> **DATA FOR REVIEW**:

________________________

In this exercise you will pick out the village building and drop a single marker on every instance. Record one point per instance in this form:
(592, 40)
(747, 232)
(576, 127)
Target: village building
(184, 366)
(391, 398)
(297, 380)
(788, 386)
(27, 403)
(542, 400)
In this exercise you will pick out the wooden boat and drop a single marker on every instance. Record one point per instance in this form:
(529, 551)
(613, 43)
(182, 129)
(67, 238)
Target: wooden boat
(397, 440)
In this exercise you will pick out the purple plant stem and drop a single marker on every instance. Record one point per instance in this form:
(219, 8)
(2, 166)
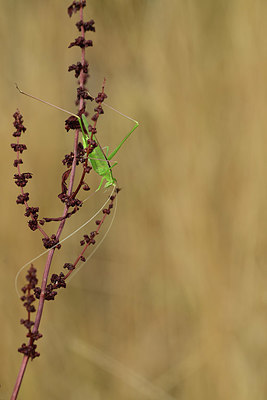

________________________

> **REQUIRED ACTION**: Would you state how many lines in the listing above contain the word "marker"? Reply with the number and no other words.

> **REPLY**: 3